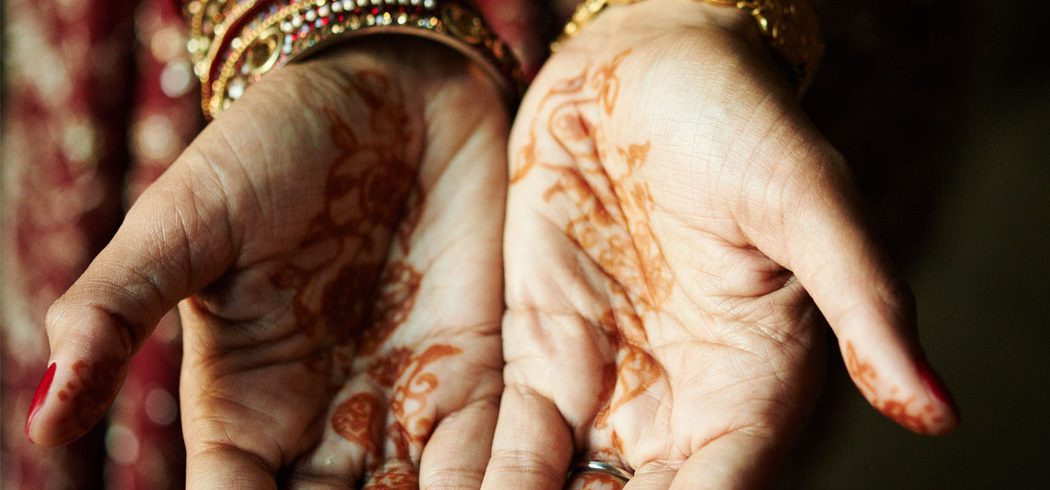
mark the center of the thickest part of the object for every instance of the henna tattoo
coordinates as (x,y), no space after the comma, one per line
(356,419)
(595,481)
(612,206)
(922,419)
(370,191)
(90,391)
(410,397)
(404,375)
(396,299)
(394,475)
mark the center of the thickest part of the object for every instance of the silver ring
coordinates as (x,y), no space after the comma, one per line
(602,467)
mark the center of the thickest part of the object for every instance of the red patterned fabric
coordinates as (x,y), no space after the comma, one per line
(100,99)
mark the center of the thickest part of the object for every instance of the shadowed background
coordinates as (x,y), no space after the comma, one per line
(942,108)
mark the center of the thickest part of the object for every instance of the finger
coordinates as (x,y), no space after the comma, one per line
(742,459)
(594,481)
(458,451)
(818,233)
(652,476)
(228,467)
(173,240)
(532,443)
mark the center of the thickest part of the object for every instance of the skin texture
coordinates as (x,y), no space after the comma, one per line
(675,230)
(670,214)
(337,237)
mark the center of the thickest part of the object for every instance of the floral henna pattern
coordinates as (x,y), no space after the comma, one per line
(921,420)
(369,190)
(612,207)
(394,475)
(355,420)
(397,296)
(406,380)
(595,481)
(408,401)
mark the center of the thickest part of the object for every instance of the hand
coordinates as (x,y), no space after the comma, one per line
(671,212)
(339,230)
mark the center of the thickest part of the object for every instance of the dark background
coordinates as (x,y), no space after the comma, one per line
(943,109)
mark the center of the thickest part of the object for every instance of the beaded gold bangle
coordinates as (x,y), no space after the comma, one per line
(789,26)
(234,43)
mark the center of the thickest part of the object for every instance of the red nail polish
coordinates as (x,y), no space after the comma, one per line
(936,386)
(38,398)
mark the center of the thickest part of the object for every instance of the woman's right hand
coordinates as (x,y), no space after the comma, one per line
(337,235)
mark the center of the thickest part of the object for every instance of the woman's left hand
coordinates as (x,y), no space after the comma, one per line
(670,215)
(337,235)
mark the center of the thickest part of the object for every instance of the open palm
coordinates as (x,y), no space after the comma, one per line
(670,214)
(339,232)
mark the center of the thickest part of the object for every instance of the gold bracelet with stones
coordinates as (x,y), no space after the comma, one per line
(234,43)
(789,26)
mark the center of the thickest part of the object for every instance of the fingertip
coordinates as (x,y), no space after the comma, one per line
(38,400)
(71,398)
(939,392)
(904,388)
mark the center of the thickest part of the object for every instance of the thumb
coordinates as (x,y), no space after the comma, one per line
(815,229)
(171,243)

---

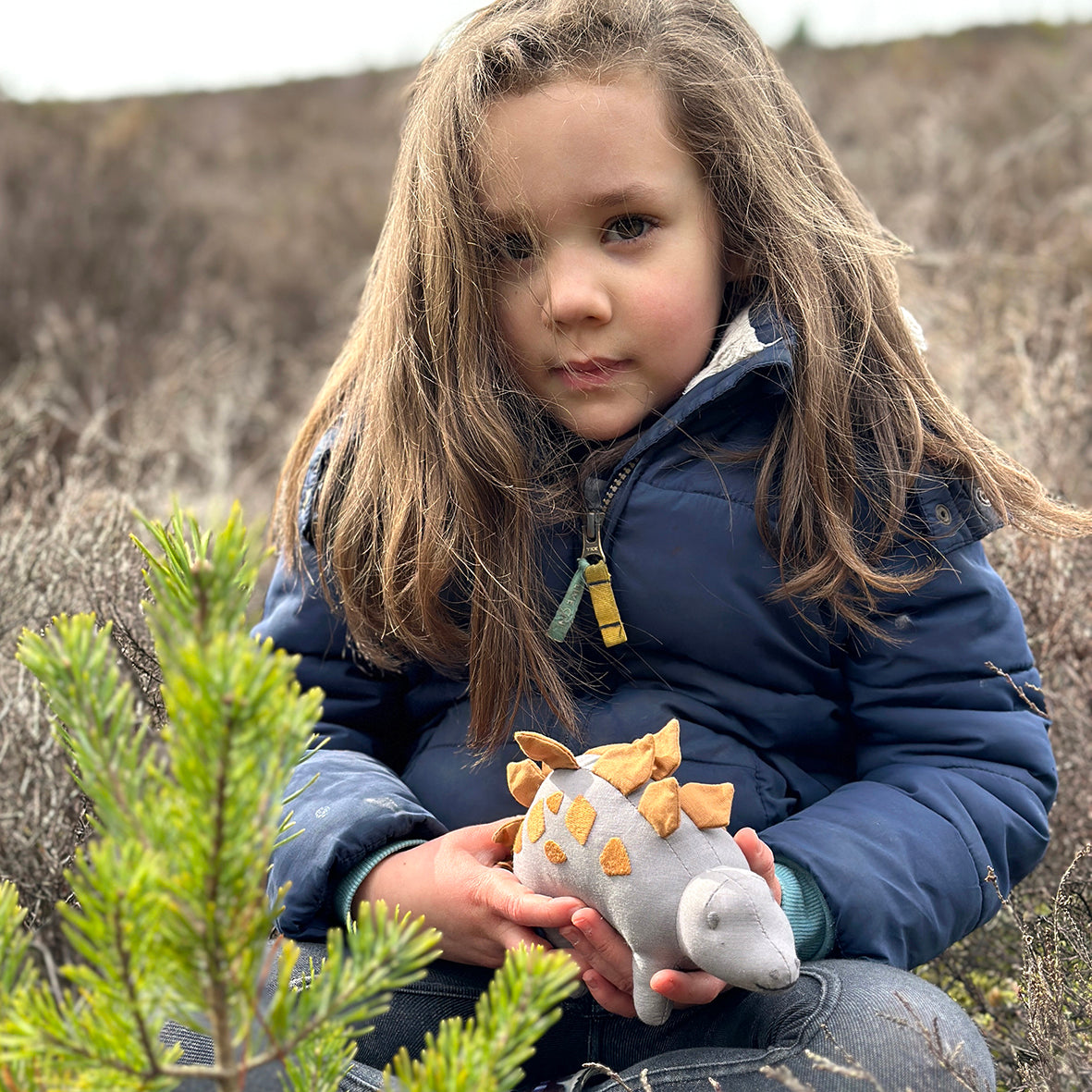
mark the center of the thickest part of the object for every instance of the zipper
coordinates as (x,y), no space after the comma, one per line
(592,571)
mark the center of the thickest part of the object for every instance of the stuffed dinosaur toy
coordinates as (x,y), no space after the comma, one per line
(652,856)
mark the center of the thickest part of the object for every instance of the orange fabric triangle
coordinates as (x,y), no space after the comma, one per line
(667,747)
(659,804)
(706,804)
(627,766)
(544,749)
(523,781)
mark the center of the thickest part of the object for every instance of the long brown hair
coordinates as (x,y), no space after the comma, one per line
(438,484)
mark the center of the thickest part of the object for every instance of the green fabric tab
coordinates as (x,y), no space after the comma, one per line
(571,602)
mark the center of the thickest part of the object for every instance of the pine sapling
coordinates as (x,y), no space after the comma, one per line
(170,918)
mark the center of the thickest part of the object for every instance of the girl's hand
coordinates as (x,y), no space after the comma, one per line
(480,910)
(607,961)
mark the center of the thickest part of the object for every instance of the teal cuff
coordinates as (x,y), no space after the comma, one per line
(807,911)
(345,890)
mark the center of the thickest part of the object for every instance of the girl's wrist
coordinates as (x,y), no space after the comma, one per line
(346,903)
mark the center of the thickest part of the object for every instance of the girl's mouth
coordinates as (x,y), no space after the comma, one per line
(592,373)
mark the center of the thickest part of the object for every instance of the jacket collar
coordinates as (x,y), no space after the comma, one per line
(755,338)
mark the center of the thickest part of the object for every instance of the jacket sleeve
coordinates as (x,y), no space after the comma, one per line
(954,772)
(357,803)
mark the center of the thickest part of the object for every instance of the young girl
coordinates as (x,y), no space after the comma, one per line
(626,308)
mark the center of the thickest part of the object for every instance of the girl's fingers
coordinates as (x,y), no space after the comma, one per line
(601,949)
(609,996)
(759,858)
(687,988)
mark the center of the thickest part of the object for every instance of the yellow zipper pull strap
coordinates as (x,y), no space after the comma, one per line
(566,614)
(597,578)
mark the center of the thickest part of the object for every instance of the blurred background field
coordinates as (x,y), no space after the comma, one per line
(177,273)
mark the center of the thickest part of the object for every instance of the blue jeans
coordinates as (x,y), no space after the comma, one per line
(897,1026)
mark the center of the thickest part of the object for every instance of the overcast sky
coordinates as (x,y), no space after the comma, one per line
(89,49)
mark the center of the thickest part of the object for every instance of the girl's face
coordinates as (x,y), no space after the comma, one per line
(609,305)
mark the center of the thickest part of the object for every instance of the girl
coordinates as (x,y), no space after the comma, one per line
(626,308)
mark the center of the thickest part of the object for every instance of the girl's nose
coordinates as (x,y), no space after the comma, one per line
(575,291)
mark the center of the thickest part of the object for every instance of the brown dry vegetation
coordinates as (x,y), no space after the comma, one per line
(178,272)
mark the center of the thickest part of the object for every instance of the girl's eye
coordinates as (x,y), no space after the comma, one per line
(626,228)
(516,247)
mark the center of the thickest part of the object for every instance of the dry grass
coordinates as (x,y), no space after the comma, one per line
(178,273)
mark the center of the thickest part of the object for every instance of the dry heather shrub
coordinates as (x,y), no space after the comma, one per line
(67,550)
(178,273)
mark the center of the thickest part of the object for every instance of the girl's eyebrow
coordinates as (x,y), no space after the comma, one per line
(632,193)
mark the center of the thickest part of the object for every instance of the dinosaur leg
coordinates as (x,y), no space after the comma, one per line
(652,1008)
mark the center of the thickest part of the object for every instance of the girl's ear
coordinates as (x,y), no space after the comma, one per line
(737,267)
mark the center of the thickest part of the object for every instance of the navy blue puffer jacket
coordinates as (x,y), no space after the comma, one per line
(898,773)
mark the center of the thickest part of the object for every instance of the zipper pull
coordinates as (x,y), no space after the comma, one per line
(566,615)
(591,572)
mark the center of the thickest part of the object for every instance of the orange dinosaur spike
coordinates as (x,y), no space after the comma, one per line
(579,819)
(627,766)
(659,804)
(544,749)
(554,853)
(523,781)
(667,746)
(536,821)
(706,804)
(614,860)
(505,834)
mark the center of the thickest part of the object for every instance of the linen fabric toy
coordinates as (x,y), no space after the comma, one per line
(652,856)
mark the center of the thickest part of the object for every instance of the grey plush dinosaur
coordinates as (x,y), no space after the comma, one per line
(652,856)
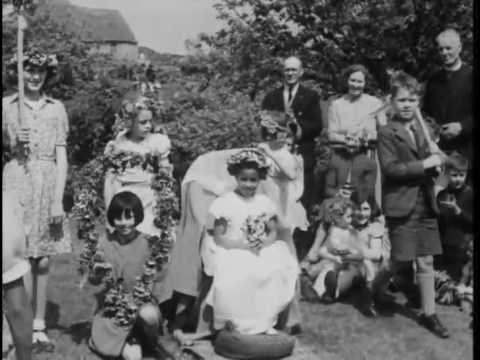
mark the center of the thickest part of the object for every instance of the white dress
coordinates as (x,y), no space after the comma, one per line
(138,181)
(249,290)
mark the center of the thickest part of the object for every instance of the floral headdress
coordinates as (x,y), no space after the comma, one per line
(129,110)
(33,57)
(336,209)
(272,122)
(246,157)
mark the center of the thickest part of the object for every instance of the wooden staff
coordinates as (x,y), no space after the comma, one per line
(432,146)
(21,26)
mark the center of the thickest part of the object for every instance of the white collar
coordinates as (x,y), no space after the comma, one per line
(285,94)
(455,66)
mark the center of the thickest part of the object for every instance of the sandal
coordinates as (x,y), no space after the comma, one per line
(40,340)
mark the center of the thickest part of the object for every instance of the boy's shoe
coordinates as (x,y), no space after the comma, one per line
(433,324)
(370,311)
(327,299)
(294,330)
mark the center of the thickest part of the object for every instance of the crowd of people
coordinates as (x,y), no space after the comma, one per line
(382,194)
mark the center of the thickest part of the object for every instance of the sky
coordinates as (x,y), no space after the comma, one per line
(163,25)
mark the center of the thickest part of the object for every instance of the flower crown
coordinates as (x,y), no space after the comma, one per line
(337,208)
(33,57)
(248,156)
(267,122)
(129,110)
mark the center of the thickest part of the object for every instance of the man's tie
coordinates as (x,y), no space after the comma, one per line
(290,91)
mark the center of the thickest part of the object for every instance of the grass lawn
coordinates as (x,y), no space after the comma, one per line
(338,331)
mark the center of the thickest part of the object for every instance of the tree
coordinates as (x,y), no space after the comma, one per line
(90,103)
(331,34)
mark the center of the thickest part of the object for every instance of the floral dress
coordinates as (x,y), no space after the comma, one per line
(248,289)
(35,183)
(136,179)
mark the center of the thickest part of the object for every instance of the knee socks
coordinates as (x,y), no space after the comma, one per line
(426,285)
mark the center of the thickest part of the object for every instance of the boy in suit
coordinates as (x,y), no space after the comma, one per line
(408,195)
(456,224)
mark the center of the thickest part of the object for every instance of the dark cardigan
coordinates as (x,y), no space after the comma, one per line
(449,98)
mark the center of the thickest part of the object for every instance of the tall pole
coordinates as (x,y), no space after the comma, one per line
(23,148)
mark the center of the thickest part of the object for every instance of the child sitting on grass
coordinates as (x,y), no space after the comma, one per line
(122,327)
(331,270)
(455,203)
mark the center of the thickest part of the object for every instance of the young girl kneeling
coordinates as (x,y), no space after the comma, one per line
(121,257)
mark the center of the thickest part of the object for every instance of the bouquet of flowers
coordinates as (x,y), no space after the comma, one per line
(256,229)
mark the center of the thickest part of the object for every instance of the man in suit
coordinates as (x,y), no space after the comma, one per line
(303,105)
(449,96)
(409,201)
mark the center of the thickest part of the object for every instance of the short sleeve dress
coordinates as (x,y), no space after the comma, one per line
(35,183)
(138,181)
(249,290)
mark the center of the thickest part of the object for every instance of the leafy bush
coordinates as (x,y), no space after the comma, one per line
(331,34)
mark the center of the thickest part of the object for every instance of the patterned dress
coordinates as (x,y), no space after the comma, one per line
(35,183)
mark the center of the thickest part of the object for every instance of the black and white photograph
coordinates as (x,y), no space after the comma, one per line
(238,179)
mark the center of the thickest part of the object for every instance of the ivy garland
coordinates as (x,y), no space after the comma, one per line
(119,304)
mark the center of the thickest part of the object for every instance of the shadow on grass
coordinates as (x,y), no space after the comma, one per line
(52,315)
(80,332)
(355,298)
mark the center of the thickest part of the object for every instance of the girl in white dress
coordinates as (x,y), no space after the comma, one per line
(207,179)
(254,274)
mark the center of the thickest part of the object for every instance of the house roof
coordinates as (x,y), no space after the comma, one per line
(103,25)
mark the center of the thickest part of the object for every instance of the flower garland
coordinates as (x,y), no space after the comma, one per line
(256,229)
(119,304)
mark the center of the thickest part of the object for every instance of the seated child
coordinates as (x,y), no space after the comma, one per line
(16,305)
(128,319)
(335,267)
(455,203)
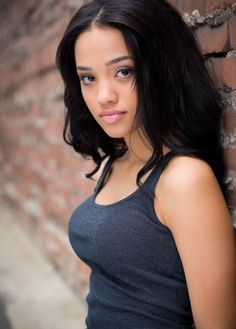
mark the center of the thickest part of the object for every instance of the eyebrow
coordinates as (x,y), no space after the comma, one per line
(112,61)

### Goal of the exercise
Which lines in the rows above contain the string "eyebrow"? Keep only those lines, matching case exactly.

### Exercise solution
mark the center of the thickest part of the object for every instance of the girl's eyebrow
mark the center of the thickest part of the object for every instance of the eyebrow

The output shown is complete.